[Stored items]
== Segment start ==
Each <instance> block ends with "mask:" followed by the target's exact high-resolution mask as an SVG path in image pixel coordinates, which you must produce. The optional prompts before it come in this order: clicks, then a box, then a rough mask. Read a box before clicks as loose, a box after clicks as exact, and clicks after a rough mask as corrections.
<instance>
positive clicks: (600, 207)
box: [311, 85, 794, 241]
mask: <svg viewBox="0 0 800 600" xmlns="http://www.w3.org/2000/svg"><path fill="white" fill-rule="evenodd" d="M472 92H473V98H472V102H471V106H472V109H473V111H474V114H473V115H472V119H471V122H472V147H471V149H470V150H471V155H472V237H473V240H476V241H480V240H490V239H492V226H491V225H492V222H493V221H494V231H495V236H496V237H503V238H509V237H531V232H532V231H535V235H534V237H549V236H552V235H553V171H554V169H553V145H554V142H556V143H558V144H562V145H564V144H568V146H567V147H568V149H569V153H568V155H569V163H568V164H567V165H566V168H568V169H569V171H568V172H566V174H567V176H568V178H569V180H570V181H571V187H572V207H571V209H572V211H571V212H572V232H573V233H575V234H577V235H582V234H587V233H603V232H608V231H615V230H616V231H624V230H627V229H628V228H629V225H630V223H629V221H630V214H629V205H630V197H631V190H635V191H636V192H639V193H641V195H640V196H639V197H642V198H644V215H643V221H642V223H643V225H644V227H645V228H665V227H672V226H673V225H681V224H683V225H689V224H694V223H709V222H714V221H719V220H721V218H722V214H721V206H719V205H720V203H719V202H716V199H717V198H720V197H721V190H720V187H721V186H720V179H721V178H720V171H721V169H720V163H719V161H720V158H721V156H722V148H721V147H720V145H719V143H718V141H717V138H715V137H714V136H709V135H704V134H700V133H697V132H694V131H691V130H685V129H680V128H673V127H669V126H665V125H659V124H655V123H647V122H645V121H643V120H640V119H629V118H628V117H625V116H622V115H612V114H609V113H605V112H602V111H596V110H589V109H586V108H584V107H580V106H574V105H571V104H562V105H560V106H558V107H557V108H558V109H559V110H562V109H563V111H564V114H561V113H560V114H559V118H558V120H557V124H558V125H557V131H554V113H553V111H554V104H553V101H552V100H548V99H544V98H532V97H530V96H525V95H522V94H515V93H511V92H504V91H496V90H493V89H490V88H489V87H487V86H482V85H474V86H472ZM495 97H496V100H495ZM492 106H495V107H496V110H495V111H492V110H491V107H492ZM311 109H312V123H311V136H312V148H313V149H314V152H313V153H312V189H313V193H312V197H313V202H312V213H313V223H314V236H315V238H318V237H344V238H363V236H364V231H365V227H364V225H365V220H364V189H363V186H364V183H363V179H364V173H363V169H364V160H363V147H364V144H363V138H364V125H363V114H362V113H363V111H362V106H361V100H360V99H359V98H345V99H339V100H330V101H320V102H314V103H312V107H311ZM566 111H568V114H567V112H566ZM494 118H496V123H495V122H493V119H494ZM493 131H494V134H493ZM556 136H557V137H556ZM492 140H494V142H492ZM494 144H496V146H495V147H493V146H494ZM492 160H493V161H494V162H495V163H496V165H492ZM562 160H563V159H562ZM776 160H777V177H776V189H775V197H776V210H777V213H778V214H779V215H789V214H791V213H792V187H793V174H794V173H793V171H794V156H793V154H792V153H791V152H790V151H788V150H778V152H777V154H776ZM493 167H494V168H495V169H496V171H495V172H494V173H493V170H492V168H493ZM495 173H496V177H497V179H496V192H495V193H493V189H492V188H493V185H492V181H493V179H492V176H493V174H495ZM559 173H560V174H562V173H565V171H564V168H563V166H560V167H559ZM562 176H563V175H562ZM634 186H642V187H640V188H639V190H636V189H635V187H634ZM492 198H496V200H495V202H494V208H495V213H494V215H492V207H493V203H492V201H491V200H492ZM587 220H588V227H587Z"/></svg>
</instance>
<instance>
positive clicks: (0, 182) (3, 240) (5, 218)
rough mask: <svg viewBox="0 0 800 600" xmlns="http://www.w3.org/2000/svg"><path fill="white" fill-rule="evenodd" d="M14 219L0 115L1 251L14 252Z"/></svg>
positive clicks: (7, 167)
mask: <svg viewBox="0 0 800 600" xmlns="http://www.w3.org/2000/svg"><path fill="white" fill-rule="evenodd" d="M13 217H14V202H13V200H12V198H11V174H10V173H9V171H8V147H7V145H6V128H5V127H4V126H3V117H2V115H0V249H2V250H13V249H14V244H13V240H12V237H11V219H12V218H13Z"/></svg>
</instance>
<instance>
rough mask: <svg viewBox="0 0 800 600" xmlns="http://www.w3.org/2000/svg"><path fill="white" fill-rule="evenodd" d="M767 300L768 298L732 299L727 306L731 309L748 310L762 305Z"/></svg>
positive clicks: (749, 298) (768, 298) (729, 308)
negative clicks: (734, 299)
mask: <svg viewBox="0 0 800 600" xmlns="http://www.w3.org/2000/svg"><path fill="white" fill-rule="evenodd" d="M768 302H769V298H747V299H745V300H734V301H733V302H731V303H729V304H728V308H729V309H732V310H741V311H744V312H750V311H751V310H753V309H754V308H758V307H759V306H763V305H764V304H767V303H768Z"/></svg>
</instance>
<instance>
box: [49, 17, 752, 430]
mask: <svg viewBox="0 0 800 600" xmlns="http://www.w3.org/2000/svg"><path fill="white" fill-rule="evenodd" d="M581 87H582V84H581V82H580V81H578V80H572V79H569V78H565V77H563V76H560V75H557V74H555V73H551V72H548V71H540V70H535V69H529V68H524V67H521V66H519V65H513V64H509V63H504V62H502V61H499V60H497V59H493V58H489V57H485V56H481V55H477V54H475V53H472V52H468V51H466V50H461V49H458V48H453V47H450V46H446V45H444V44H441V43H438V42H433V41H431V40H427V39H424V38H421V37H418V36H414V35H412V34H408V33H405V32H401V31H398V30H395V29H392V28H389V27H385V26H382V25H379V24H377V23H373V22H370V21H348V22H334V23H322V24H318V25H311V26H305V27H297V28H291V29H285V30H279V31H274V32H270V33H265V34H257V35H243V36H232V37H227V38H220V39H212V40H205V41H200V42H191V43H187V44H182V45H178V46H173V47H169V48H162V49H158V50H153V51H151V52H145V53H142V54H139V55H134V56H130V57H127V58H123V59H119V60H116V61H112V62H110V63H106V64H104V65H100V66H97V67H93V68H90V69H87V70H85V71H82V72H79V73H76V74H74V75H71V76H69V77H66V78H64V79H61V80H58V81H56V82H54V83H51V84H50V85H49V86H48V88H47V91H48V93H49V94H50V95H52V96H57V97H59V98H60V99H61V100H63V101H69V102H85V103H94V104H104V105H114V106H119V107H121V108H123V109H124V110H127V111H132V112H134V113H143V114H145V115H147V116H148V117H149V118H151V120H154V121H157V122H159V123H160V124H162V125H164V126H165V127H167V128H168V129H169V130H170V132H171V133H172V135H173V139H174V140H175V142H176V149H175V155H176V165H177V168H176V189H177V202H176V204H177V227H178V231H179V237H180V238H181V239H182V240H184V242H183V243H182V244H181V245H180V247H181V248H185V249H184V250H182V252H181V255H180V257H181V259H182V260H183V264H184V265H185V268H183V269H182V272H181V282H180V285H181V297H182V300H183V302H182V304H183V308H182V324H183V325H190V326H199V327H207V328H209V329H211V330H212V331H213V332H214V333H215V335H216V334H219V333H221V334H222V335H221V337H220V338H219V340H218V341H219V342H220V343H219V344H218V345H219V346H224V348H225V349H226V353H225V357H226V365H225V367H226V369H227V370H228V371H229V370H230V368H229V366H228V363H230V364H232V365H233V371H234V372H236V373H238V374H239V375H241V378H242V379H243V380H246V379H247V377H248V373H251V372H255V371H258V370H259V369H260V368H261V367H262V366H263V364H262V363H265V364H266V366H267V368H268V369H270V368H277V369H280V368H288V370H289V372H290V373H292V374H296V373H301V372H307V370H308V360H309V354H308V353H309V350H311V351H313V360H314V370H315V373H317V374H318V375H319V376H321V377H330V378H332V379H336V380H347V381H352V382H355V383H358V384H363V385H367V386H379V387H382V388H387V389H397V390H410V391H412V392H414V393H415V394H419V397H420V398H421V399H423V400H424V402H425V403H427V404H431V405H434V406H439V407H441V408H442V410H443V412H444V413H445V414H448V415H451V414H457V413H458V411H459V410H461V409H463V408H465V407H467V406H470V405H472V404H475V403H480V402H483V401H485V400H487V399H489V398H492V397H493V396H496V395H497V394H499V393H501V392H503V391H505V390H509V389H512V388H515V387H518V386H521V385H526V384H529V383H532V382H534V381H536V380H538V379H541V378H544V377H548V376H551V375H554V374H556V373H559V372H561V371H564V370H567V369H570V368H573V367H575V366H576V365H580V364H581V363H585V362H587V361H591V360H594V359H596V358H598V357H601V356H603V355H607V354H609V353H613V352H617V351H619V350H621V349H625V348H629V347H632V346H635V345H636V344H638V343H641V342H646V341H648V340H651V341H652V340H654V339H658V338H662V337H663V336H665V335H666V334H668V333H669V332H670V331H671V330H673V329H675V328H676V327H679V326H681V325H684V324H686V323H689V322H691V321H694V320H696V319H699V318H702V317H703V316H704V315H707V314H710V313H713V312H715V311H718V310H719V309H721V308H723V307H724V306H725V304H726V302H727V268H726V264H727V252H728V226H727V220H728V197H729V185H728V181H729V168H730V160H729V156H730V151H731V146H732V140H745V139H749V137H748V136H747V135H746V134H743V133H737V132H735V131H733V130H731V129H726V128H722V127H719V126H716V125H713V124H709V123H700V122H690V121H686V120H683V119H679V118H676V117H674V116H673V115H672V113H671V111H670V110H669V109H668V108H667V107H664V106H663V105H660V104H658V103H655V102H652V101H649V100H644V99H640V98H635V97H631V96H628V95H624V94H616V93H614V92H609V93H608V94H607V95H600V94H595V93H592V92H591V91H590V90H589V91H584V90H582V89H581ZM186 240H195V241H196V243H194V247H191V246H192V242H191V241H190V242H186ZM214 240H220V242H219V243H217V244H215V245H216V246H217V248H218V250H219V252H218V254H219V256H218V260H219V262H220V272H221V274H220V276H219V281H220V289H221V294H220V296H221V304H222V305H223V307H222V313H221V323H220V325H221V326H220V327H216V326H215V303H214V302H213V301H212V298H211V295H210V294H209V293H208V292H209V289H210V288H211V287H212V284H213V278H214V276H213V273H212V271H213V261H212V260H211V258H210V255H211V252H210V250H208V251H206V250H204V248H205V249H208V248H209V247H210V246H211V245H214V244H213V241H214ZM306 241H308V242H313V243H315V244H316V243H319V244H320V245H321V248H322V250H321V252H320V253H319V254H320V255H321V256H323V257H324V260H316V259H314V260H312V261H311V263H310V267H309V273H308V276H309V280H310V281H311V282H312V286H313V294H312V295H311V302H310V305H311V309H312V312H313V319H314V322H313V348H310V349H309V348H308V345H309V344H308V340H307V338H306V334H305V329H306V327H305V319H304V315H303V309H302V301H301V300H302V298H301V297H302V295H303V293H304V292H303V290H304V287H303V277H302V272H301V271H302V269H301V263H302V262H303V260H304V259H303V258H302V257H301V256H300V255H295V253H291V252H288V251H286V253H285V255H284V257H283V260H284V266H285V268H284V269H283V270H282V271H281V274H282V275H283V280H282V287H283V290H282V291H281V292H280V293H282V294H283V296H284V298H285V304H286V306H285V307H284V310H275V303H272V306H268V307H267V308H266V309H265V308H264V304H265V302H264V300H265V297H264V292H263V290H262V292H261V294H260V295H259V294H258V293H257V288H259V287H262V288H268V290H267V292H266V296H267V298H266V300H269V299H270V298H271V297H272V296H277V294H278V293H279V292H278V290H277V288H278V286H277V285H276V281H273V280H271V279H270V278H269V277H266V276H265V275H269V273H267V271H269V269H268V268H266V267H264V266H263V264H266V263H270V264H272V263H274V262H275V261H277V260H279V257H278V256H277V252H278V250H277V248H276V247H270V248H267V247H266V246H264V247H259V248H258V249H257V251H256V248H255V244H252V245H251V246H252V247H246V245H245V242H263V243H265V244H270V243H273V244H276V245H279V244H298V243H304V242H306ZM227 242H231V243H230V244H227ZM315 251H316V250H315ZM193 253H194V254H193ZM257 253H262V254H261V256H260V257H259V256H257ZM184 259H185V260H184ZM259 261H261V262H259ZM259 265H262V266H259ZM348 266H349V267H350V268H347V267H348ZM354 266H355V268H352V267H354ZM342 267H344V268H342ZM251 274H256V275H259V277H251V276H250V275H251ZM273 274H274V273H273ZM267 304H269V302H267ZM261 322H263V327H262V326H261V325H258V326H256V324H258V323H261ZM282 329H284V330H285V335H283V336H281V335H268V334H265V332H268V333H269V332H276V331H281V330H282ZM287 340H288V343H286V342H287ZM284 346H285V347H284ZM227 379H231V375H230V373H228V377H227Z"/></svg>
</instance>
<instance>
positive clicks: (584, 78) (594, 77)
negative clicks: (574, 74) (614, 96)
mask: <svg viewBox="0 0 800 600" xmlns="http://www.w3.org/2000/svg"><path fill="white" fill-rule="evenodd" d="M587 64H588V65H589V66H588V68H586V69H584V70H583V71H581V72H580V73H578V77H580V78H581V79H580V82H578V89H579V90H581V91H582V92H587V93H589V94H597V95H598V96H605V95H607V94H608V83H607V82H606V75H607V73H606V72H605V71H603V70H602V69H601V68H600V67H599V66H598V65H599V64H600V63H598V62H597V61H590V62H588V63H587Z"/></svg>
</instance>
== Segment end ==
_PROMPT_
Return, character for character, every line of the listing from its very first line through the line containing "positive clicks: (600, 207)", with that line included.

_RESPONSE BOX_
Each <instance> block ends with "mask:" followed by the target's exact high-resolution mask as an SVG path in image pixel coordinates, which you must produce. The optional prompts before it come in this order: clicks, then a box, then a rough mask. Read a box before clicks as loose, a box after clicks as exact, and clicks after a rough mask as corrections.
<instance>
positive clicks: (600, 207)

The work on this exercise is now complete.